• [QUESTIONS TO ANSWER]:
a - Answer these about the un-counseling excerpt, one per line:
(i) Who taught the course that the paper was written for?
(ii) According to the excerpt, what does conventional medicine usually treat with?
(iii) Whose work inspired unschoolers?
b - Write the next part of the un-counseling excerpt, picking up after its last sentence.

• [EXCERPT TO READ]:

--------------------

Ruminations on Small Scale Farming, Raw Milk, and Food Production

Pasture-al Uncounseling – May 15, 2013

an excerpt from Debra Tyler’s final paper for Pastoral Care and Counseling taught by Prof. Benjamin Watts at Hartford Seminary:

…I propose an organic, alternative, un-counseling approach

*Organic farmers strive to cooperate with Nature to optimize soil, plant, and animal health with natural and energetically potentized soil amendments, fresh air and feed, sunshine, and water. Chemical farmers focus much of their energy on identifying and addressing problems with synthesized fertilizers for specific mineral deficiencies, pesticides and herbicides to exterminate competing animal, insect, and weed pests.

*Alternative health care professionals attempt to treat the whole person by restoring balance between one’s emotional, physical, and spiritual self. Their emphasis is on supporting health with the theory that healthful cells, thoughts, and behaviors will flourish and replace those that are diseased or dysfunctional. Conventional medicine diagnoses disease-causing agents or injuries, usually treating with drugs and/or surgery.

*Inspired by the work of John Holt, unschoolers trust that children are born with the innate ability to learn whatever skills they need to fulfill their lives and that they will be able to learn those skills easily when they are interested. The role of an engaged unschooling parent is to facilitate the child in pursuing her interests as they arise. Our public school system subjects our children to batteries of tests and evaluations to determine where they are behind their classmates or the national norm so they can identify problems to be addressed with special assignments, drills, tutoring, and counsel.

--------------------

• [INFORMATION]:
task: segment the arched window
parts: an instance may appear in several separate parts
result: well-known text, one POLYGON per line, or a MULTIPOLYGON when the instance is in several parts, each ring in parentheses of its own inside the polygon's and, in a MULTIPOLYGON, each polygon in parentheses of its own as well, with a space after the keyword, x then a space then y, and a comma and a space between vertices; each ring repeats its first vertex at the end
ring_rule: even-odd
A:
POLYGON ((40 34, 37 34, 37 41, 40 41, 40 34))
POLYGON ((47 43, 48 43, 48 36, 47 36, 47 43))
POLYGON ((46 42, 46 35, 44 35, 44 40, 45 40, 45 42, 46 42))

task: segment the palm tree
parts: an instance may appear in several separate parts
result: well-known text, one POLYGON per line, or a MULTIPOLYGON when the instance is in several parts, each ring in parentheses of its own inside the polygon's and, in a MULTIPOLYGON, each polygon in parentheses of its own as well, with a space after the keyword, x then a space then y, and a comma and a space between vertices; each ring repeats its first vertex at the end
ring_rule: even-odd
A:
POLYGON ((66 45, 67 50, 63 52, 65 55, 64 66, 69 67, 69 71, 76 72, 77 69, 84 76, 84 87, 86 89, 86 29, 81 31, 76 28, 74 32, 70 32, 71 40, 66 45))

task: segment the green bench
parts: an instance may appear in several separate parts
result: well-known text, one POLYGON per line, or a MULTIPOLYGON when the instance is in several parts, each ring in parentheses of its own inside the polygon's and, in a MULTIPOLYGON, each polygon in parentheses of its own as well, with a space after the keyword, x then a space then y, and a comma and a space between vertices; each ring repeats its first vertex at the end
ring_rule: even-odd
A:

--------------------

• [ANSWERS TO THE EXERCISE]:
a -
(i) Prof. Benjamin Watts
(ii) Drugs and/or surgery
(iii) John Holt

b -
These descriptions are written to emphasize opposing viewpoints, when in truth, it is becoming more and more common for farmers, doctors, and educators to choose from and utilize the most appropriate aspects of both approaches. Likewise, these suggestions should be thought of, not as the only way, but simply as yet another set of tools in the care-provider’s kit…

… uncounseling attempts to validate the everyday wisdom in people-to-people exchanges as means to health and wholeness…

…The organic, alternative approach to uncounseling trusts that all people desire healthy relationships and are constantly in a state of readjusting equilibrium as they progress toward that end. Uncounseling brings people together in natural settings and empowers them by providing meaningful tasks to accomplish together. Indirectly, the uncounselor creates safe opportunities for a variety of people to interact in order to model to and observe each other in relationship. For example, this week-end my daughter, Margaret, celebrated her 18th birthday.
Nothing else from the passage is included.